-- WHAT TO WORK ON --
The result should be an exact copy of the data, free of pictures.

[Point-per-instance localization data]

----

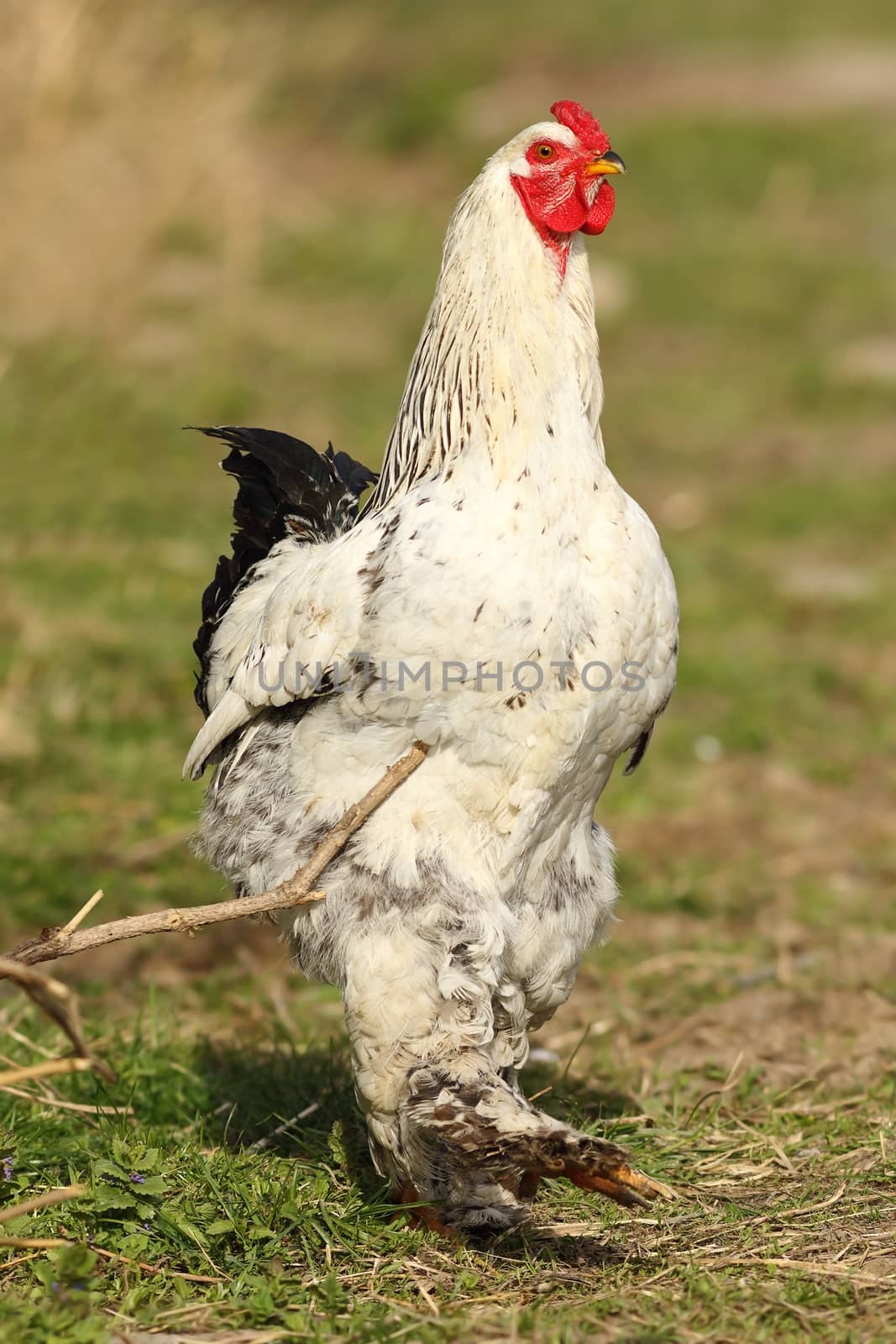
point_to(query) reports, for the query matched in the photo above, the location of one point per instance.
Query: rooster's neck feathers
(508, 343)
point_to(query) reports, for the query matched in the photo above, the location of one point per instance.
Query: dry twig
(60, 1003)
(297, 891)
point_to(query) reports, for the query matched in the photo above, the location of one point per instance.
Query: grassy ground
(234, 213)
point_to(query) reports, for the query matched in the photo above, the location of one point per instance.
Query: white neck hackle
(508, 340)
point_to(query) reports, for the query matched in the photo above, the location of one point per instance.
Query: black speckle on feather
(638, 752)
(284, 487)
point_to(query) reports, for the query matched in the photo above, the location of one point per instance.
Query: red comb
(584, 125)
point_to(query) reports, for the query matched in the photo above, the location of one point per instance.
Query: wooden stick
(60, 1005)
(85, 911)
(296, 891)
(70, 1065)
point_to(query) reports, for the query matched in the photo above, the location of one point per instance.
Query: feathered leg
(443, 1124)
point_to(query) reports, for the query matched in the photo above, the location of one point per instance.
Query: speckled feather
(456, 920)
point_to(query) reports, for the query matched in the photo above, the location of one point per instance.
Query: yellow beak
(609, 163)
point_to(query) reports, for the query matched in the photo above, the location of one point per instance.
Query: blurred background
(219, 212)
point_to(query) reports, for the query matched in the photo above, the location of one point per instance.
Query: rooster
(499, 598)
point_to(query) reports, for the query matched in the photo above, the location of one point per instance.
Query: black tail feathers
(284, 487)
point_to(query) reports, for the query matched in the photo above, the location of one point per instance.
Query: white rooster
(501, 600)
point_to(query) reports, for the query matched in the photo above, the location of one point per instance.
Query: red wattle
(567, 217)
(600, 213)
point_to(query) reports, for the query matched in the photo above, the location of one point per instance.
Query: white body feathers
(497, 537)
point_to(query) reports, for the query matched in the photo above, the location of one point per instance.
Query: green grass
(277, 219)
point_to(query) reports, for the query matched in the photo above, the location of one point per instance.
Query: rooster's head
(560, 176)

----

-- ANSWER SPACE --
point_to(query) reports, for the query matched in the photo above, the location of one point per instance.
Query: rooster's neck feathers
(508, 343)
point_to(query) reports, for the query matched in the photo above, the location of one point per instance.
Query: dry twig
(60, 1003)
(297, 891)
point_to(query) reports, for the query matched in the photo above, the location of one point per instance.
Query: grassy ground
(234, 213)
point_to(query) reports, for the query matched in the photo above, the location of one point per instance.
Query: white neck hackle
(508, 340)
point_to(query) reports, for the query matched in the photo above, the location of one point per instance.
Query: black speckle on feather
(638, 752)
(284, 487)
point_to(query) reports, for the query matched in the photo above, the location of one point per instance.
Query: red comb
(584, 125)
point_to(query) reports, for the query matched in the photo above, the location of one point per instance.
Query: wooden stick
(60, 1005)
(85, 911)
(296, 891)
(70, 1065)
point_to(query) reports, for the query matched in the photo above, the location of one point per instance.
Query: feathered leg
(443, 1124)
point_to(query) reports, for the query matched in the photo above, the location of one point per instance.
Query: speckled feather
(456, 920)
point_to(query) reports, for the query matched in the photo above, the location of one point per instance.
Query: yellow beak
(609, 163)
point_to(query) reports, for the query matched in the photo above, the location of one point per instance.
Query: blurred background
(219, 212)
point_to(query) reports, for the query matched in the photo above, the location of one point per instance.
Query: rooster
(499, 598)
point_to(query) reports, for the query matched in the photo above, the location of one point per instance.
Query: black tail feathers
(284, 487)
point_to(query) reports, for the query matched in the photo above, the location of one point per instance.
Query: white rooster
(501, 600)
point_to(query) reports, for the query matched in the photo above, the location of one point per instance.
Query: red wattle
(567, 217)
(600, 213)
point_to(query) reports, for the query matched in the photo above, the location of one point per instance.
Query: white body feathers
(497, 537)
point_to(query) reports, for the query matched in the photo above, the location of one point per instance.
Query: green grass
(277, 219)
point_to(query) reports, for the query matched in the photo above, the location of one point per instance.
Query: rooster's head
(560, 176)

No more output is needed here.